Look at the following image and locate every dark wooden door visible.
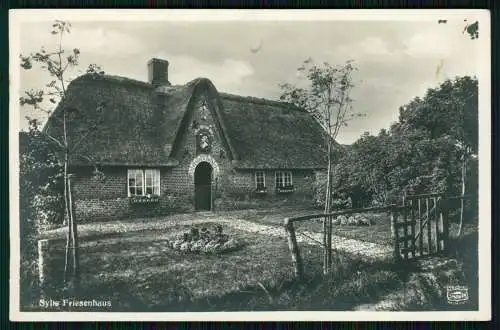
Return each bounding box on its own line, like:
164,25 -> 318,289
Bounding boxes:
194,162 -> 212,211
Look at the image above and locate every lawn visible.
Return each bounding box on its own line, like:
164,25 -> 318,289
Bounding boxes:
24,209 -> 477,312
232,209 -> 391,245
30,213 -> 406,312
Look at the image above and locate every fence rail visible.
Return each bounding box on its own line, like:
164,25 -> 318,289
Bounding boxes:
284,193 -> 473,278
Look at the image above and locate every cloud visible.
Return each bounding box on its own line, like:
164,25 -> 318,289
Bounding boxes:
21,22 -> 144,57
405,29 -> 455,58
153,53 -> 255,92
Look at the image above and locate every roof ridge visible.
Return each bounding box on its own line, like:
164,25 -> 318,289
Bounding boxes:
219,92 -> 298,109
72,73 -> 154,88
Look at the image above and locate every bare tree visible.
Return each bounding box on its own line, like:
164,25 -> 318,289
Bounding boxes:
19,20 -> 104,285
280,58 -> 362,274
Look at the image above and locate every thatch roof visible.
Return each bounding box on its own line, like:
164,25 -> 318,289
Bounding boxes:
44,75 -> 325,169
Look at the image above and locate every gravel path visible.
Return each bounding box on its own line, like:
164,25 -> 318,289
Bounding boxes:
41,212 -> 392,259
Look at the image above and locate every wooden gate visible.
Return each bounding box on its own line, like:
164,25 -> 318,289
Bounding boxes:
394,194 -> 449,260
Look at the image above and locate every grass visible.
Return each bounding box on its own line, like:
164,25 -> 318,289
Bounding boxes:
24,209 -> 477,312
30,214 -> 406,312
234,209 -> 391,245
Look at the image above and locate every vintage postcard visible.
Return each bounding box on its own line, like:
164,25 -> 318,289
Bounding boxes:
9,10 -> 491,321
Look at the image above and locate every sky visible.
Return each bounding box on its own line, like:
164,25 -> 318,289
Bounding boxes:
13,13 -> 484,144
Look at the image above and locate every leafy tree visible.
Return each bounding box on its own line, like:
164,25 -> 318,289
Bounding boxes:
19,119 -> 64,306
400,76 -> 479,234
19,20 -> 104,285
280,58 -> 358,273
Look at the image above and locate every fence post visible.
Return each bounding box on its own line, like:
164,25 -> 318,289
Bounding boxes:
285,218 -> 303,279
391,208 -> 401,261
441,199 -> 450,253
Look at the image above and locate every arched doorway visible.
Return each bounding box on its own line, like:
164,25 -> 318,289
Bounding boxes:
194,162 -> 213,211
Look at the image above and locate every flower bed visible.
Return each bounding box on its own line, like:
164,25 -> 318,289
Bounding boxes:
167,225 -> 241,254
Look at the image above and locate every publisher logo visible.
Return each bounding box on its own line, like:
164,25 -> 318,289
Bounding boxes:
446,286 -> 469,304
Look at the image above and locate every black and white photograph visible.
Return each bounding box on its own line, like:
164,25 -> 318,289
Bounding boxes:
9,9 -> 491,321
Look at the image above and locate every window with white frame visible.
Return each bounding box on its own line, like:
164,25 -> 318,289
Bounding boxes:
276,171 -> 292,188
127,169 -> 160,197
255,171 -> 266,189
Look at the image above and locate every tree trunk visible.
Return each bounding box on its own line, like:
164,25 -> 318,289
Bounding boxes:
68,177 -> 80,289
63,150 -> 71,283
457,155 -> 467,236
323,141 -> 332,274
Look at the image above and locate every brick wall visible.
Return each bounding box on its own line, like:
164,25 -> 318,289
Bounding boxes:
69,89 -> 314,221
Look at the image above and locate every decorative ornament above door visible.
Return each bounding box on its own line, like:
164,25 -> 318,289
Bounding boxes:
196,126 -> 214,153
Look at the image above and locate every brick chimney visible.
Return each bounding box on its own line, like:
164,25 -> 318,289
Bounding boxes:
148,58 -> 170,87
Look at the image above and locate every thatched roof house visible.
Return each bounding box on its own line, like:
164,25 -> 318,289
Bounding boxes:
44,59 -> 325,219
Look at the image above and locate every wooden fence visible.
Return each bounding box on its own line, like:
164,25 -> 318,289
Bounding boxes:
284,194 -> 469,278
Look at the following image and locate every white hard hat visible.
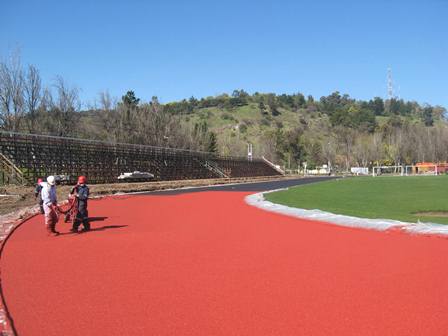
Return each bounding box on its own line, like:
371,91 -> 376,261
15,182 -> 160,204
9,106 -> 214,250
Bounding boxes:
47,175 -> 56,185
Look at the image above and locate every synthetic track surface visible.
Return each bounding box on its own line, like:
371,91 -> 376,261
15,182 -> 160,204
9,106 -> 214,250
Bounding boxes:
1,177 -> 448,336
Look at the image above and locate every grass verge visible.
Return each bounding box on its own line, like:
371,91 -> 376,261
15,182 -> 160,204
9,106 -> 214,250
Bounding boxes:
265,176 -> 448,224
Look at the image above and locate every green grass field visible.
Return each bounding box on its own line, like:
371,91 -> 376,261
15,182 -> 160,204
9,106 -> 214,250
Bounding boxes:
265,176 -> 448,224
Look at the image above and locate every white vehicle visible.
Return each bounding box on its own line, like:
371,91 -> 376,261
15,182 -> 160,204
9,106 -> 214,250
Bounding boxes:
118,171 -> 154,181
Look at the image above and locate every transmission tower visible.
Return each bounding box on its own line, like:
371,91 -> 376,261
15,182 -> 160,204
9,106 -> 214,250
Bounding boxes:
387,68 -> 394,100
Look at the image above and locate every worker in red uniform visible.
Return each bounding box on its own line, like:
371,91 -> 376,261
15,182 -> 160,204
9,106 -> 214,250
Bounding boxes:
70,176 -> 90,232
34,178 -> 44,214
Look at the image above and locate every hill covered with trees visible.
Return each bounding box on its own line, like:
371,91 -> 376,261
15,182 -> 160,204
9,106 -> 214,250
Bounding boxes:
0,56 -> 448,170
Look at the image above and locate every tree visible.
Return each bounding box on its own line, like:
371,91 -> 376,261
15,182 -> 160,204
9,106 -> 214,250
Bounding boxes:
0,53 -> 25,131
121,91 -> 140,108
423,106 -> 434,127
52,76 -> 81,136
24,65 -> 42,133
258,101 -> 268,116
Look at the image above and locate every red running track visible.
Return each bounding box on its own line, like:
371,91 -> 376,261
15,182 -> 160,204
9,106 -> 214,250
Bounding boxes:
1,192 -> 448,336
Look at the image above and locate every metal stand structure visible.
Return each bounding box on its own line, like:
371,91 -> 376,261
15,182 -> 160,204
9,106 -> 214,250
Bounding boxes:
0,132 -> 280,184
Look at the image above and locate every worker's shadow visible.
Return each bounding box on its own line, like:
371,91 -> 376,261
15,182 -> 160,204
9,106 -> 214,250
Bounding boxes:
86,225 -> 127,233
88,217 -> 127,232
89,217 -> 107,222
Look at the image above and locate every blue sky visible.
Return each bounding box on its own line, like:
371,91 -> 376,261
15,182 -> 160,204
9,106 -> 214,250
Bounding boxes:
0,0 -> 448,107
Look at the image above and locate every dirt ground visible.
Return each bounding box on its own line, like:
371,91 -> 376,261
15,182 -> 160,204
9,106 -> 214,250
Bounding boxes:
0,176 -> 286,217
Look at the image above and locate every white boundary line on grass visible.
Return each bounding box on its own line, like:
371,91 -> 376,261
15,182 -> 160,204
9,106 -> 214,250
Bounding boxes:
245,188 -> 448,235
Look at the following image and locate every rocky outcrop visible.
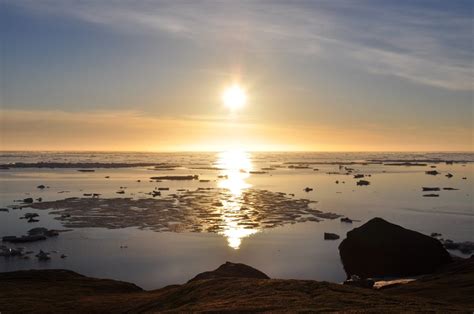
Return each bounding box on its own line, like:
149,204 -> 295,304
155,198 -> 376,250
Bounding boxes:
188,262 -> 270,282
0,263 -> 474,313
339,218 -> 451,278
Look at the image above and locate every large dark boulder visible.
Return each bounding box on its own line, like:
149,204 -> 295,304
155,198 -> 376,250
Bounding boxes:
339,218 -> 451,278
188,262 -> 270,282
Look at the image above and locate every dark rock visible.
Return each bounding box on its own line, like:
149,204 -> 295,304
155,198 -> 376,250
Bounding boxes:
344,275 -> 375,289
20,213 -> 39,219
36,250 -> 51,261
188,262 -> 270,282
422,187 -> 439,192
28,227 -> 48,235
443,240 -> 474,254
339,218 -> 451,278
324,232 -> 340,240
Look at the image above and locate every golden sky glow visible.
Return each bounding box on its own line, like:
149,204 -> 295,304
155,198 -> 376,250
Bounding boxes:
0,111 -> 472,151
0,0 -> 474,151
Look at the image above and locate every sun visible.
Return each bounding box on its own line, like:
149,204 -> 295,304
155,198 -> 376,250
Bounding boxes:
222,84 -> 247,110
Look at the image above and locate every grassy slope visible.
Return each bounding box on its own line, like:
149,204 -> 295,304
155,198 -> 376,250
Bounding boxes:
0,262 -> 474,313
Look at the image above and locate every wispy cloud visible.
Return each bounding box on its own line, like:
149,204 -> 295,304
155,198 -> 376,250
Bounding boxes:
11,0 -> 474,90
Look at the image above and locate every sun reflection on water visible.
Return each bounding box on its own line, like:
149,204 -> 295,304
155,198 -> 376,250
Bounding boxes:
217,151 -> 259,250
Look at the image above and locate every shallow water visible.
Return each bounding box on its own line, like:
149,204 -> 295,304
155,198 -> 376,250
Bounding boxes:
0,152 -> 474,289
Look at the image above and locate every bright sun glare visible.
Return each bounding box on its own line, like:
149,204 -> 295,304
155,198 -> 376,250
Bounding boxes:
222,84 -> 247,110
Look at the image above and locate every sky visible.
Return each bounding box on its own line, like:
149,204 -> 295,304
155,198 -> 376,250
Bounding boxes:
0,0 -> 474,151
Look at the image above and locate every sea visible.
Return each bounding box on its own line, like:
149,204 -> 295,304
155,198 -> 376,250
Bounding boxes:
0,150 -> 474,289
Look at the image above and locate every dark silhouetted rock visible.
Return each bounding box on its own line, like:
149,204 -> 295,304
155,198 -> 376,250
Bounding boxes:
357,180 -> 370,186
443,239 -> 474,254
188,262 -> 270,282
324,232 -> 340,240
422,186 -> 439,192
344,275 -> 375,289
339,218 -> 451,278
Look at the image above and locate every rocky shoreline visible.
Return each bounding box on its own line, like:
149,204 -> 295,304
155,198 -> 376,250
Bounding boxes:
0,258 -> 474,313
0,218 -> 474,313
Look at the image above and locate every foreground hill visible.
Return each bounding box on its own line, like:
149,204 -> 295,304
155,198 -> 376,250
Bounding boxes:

+ + + + + + +

■ Problem description:
Copy the records from the start through the line containing "153,53 -> 255,92", replacing "locate" with "mark" and changing nothing else. Leave the pictures out of your copy.

■ In response:
Look at the following image and mark every dark wooden door visible.
Return each bounding box on its own line, like:
164,25 -> 318,289
Bounding boxes:
194,162 -> 212,211
Look at the image above and mark every lawn visible.
Return each bounding box on its own line, like:
164,25 -> 318,289
Bounding boxes:
24,209 -> 477,312
232,209 -> 391,245
30,213 -> 406,312
Look at the image above and mark every fence rail visible.
Return each bounding box on its own line, like:
164,25 -> 318,289
Bounding boxes:
284,193 -> 473,278
Look at the image above and mark every cloud visible.
Return each bounding box on its own line, like:
164,25 -> 318,289
Bounding boxes:
21,22 -> 144,57
405,29 -> 455,58
153,53 -> 255,92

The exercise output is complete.